GOAL OF THE EXERCISE
Copy the data below word for word, leaving out the pictures.

## Start DATA ENTRIES

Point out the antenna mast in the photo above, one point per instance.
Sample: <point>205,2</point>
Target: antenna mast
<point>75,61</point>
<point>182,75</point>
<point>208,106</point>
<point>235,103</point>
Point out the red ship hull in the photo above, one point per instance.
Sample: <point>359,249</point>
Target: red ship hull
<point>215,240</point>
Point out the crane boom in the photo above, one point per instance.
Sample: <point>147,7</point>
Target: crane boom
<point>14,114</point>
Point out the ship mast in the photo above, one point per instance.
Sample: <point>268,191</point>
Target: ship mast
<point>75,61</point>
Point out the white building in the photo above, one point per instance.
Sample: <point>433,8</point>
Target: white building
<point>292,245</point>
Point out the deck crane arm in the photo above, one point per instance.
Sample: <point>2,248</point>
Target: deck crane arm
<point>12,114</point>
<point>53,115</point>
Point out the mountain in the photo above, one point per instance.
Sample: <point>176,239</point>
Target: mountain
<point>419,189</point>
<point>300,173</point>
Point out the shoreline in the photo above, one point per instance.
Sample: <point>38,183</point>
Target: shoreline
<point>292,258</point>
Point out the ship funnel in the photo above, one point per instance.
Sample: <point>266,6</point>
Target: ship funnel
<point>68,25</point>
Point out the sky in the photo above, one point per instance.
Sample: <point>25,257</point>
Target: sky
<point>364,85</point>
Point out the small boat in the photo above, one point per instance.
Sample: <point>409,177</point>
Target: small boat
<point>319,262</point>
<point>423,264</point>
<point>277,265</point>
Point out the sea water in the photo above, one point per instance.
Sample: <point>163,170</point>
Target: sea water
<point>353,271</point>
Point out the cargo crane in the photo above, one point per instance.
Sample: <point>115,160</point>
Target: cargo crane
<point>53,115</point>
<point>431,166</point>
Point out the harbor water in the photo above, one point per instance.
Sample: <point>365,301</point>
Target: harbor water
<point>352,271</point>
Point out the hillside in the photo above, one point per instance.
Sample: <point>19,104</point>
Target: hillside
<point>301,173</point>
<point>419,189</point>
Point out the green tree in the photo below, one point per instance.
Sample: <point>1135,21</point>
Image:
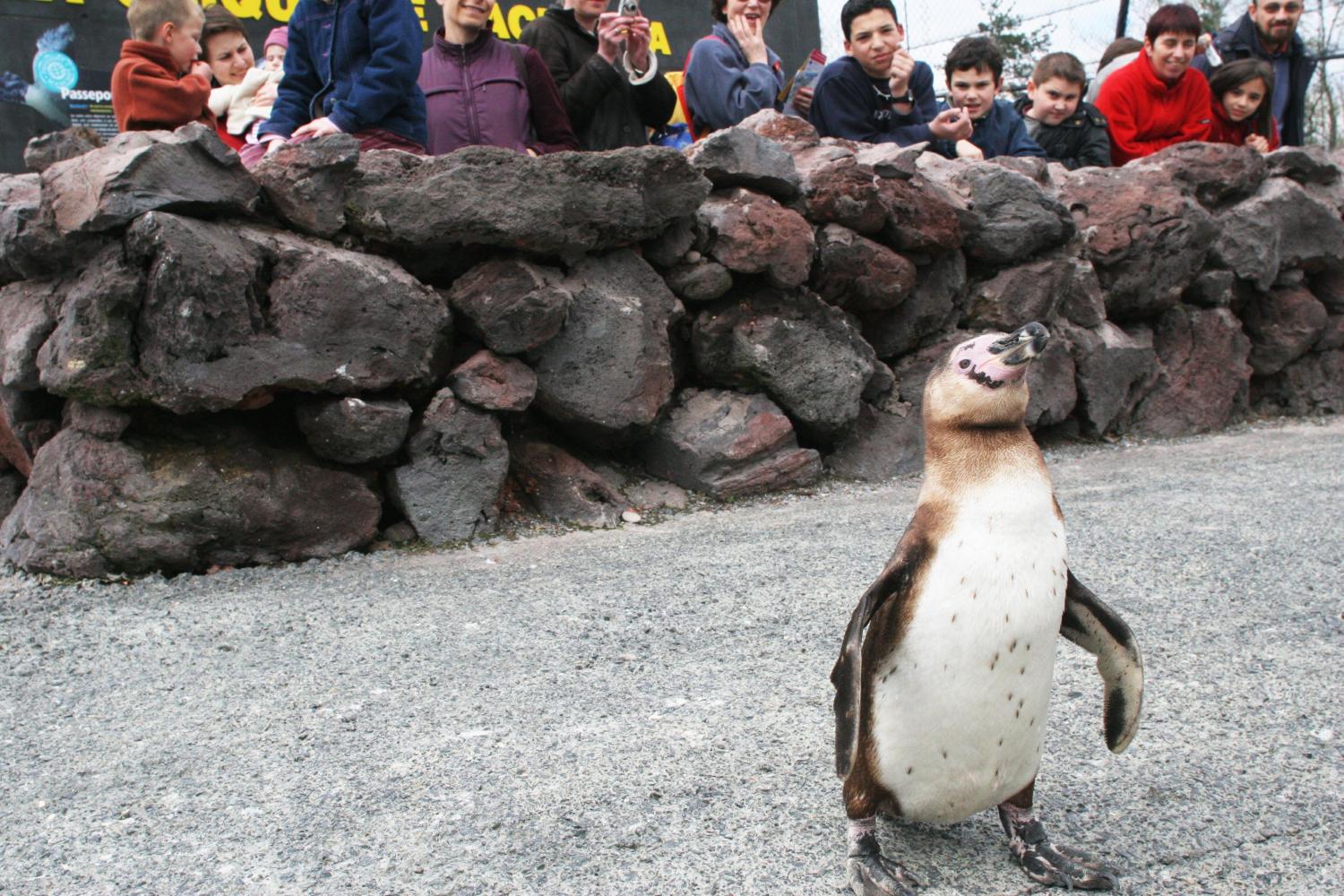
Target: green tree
<point>1021,47</point>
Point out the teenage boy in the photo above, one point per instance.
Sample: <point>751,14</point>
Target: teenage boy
<point>607,75</point>
<point>159,83</point>
<point>878,93</point>
<point>1072,132</point>
<point>1269,31</point>
<point>975,72</point>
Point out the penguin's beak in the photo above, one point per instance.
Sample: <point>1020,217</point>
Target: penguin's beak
<point>1021,346</point>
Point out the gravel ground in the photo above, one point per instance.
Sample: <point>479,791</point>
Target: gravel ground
<point>647,711</point>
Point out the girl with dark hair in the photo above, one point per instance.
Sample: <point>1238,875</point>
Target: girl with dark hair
<point>1242,113</point>
<point>242,93</point>
<point>1156,101</point>
<point>733,74</point>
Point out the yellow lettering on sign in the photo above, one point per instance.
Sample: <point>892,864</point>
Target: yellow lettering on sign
<point>516,18</point>
<point>281,10</point>
<point>659,39</point>
<point>244,8</point>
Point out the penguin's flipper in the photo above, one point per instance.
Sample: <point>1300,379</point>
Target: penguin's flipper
<point>847,675</point>
<point>1098,630</point>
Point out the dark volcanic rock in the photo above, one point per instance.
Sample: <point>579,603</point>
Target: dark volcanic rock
<point>1116,370</point>
<point>1282,325</point>
<point>609,373</point>
<point>96,505</point>
<point>882,445</point>
<point>306,183</point>
<point>494,383</point>
<point>231,314</point>
<point>1015,218</point>
<point>702,281</point>
<point>857,274</point>
<point>510,304</point>
<point>188,171</point>
<point>804,354</point>
<point>919,217</point>
<point>1145,238</point>
<point>1279,228</point>
<point>562,203</point>
<point>459,460</point>
<point>753,234</point>
<point>838,190</point>
<point>741,158</point>
<point>47,150</point>
<point>1204,376</point>
<point>29,314</point>
<point>1211,172</point>
<point>932,308</point>
<point>1050,382</point>
<point>354,430</point>
<point>1312,384</point>
<point>726,444</point>
<point>564,487</point>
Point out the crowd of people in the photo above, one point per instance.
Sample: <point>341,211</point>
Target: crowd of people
<point>583,77</point>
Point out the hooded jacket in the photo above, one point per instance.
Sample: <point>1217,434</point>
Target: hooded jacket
<point>1241,40</point>
<point>607,108</point>
<point>354,62</point>
<point>1148,115</point>
<point>1078,142</point>
<point>722,88</point>
<point>1000,132</point>
<point>148,94</point>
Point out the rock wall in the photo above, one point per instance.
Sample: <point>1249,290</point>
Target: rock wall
<point>203,366</point>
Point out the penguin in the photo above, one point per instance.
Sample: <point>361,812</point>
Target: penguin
<point>945,669</point>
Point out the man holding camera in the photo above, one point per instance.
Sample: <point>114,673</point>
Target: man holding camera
<point>607,75</point>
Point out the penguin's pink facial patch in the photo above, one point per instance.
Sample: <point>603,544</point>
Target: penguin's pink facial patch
<point>978,363</point>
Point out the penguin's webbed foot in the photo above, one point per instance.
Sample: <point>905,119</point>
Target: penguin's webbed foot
<point>1047,863</point>
<point>871,874</point>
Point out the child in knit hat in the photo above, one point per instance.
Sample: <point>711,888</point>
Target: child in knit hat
<point>277,42</point>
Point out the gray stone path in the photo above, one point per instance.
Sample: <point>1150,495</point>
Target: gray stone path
<point>647,711</point>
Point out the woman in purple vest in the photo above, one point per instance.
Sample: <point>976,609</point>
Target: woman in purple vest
<point>483,91</point>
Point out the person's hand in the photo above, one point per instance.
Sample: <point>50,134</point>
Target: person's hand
<point>902,66</point>
<point>316,128</point>
<point>803,101</point>
<point>952,124</point>
<point>637,43</point>
<point>752,39</point>
<point>967,150</point>
<point>612,29</point>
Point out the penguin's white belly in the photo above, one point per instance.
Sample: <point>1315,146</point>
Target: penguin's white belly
<point>960,705</point>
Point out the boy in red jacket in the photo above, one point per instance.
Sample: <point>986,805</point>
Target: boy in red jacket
<point>159,82</point>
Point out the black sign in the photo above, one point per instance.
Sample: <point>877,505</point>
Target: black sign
<point>56,56</point>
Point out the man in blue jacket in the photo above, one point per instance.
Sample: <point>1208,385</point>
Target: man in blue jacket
<point>1269,31</point>
<point>878,93</point>
<point>975,77</point>
<point>351,67</point>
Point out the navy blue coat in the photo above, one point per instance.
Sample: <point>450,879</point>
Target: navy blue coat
<point>1002,132</point>
<point>354,62</point>
<point>847,104</point>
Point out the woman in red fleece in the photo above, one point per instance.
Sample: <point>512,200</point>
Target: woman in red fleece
<point>1242,113</point>
<point>1156,101</point>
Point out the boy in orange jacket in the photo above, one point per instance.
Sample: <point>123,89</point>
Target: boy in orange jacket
<point>159,82</point>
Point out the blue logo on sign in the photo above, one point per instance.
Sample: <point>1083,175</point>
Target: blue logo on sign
<point>54,72</point>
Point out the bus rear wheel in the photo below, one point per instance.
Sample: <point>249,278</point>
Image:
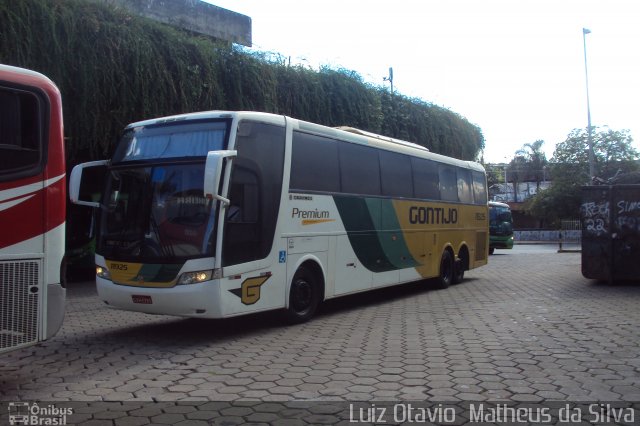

## End DATA ENTRIES

TASK ANSWER
Point out the antenna mast in the photo above, one point per instance.
Sample: <point>205,2</point>
Target: antenna mast
<point>75,61</point>
<point>182,75</point>
<point>208,106</point>
<point>235,103</point>
Point out the red ship hull in the photo above, one point per instance.
Sample: <point>359,249</point>
Target: red ship hull
<point>215,240</point>
Point out the crane boom in the photo above, one point per instance.
Sample: <point>147,7</point>
Target: crane boom
<point>14,114</point>
Point out the ship mast in the photo above, one point per instance.
Sample: <point>268,191</point>
Target: ship mast
<point>75,61</point>
Point out the white building in the photo above, one point per instance.
Sample: <point>433,8</point>
Target: white building
<point>292,245</point>
Point out the deck crane arm in the photo above, one point per instance.
Sample: <point>2,248</point>
Target: deck crane arm
<point>12,114</point>
<point>53,115</point>
Point out the mountain in the photo above, one point per instance.
Sample: <point>176,239</point>
Target: mountain
<point>419,189</point>
<point>300,173</point>
Point out the shoreline in the photo above, one point per instance.
Sample: <point>38,183</point>
Target: shoreline
<point>292,258</point>
Point out the ship funnel in the photo above, one point per instance.
Sample: <point>266,6</point>
Target: ship funnel
<point>68,25</point>
Point out the sky in the photo above, one point per instance.
Sample: <point>25,257</point>
Target: sky
<point>364,85</point>
Point out the small boat in the photo above, one point per instance.
Sample: <point>409,177</point>
Target: small boat
<point>319,262</point>
<point>423,264</point>
<point>277,265</point>
Point out the sea water in the photo above, one point per instance.
Sample: <point>163,170</point>
Target: sea water
<point>353,271</point>
Point out the cargo crane in the photo above, one point per instance.
Sample: <point>115,160</point>
Target: cargo crane
<point>53,115</point>
<point>431,166</point>
Point out the harbor water in the photo above, one point per instance.
Sample: <point>365,301</point>
Target: harbor water
<point>352,271</point>
Point out the hillside in the photo above, one point per instance.
Sample: <point>19,104</point>
Target: hillside
<point>301,173</point>
<point>419,189</point>
Point out the green tree in the photo below, one point per instance.
Sample: <point>1135,21</point>
Image:
Target: green tree
<point>1021,47</point>
Point out the teenage boy in the photo above, one point per instance.
Sample: <point>751,14</point>
Target: teenage boy
<point>607,75</point>
<point>159,83</point>
<point>878,93</point>
<point>1072,132</point>
<point>1269,31</point>
<point>975,72</point>
Point out the penguin's beak in the photo above, one point per instance.
Sample: <point>1020,217</point>
Target: penguin's beak
<point>1021,346</point>
Point out the gravel ground in the photo above, one point per instance.
Sample: <point>479,791</point>
Target: gravel ground
<point>647,711</point>
Point out the girl with dark hair in the photo above, one point per instance.
Sample: <point>1238,875</point>
Target: girl with dark hair
<point>1242,113</point>
<point>242,93</point>
<point>1156,101</point>
<point>733,74</point>
Point out the yellow lettering on sign in the photo above, one point per instance.
Sample: <point>892,864</point>
Target: yellow lettering on sign
<point>516,18</point>
<point>281,10</point>
<point>659,39</point>
<point>244,8</point>
Point out the penguin's flipper in the photo above, one point per instance.
Sample: <point>1300,379</point>
Target: penguin's flipper
<point>847,675</point>
<point>1098,630</point>
Point out the dark volcanic rock in the photo above, one point per instance.
Sample: <point>579,603</point>
Target: dark volcanic rock
<point>1116,370</point>
<point>1282,325</point>
<point>609,373</point>
<point>96,505</point>
<point>882,445</point>
<point>306,183</point>
<point>494,383</point>
<point>231,314</point>
<point>1015,218</point>
<point>702,281</point>
<point>857,274</point>
<point>510,304</point>
<point>188,171</point>
<point>804,354</point>
<point>919,217</point>
<point>1145,238</point>
<point>1279,228</point>
<point>562,203</point>
<point>459,460</point>
<point>753,234</point>
<point>838,190</point>
<point>741,158</point>
<point>47,150</point>
<point>1204,376</point>
<point>29,314</point>
<point>1211,172</point>
<point>932,308</point>
<point>1050,382</point>
<point>354,430</point>
<point>1312,384</point>
<point>726,444</point>
<point>564,487</point>
Point out the crowd of people in the photo above, one point per instance.
Sample: <point>341,211</point>
Target: crowd of people
<point>583,77</point>
Point out the hooded jacket in the photo above, one point per instance.
Sample: <point>1217,434</point>
Target: hooded jacket
<point>1241,40</point>
<point>607,108</point>
<point>354,62</point>
<point>1148,115</point>
<point>1078,142</point>
<point>722,88</point>
<point>1000,132</point>
<point>148,94</point>
Point out the rock wall in the photo above, one point per instance.
Sample: <point>1249,290</point>
Target: rock wall
<point>203,366</point>
Point out the penguin in the photo above, one point per instance.
Sample: <point>361,812</point>
Target: penguin
<point>945,669</point>
Point out the man holding camera in the photo above, one point per instance.
Sample: <point>114,673</point>
Target: man holding camera
<point>607,75</point>
Point out the penguin's pink facial patch in the photo above, one point per instance.
Sample: <point>603,544</point>
Target: penguin's pink facial patch
<point>978,363</point>
Point out the penguin's webbed foot in the photo above, one point per instance.
Sample: <point>905,119</point>
Target: penguin's webbed foot
<point>1047,863</point>
<point>871,874</point>
Point out the child in knit hat in the photo above, one point per instance.
Sample: <point>711,888</point>
Target: child in knit hat
<point>277,42</point>
Point out the gray stone path in the photo above, one point per instance.
Sample: <point>1150,495</point>
Target: gray stone path
<point>647,711</point>
Point out the woman in purple vest in the photo above, one point per instance.
Sample: <point>976,609</point>
Target: woman in purple vest
<point>483,91</point>
Point out the person's hand in the photo above, one point per instance.
Sample: <point>50,134</point>
Target: person's hand
<point>902,66</point>
<point>316,128</point>
<point>803,101</point>
<point>952,124</point>
<point>637,43</point>
<point>752,39</point>
<point>967,150</point>
<point>612,29</point>
Point out the penguin's white belly in the photo above, one point per instance.
Sample: <point>1315,146</point>
Target: penguin's white belly
<point>960,705</point>
Point out the boy in red jacket in the photo above, one point per instance.
Sample: <point>986,805</point>
Target: boy in red jacket
<point>159,82</point>
Point out the black sign in the photo above, one point per instance.
Sample: <point>877,505</point>
Target: black sign
<point>56,56</point>
Point out the man in blue jacket in the photo above, one point per instance.
Sample: <point>1208,385</point>
Target: man in blue jacket
<point>1269,31</point>
<point>878,93</point>
<point>975,77</point>
<point>351,67</point>
Point out the navy blue coat in the photo above, one point per instance.
Sample: <point>450,879</point>
Target: navy blue coat
<point>1002,132</point>
<point>354,62</point>
<point>847,104</point>
Point out the woman in red fleece in the photo above, one point per instance.
Sample: <point>512,200</point>
Target: woman in red fleece
<point>1242,113</point>
<point>1156,101</point>
Point out the boy in orange jacket in the photo above, one point per instance.
Sample: <point>123,89</point>
Target: boy in orange jacket
<point>159,82</point>
Point out the blue logo on sign in the photo above, one point per instance.
Sample: <point>1083,175</point>
Target: blue logo on sign
<point>54,72</point>
Point out the bus rear wheel in the photo below, one point per instance.
Sample: <point>249,278</point>
Image:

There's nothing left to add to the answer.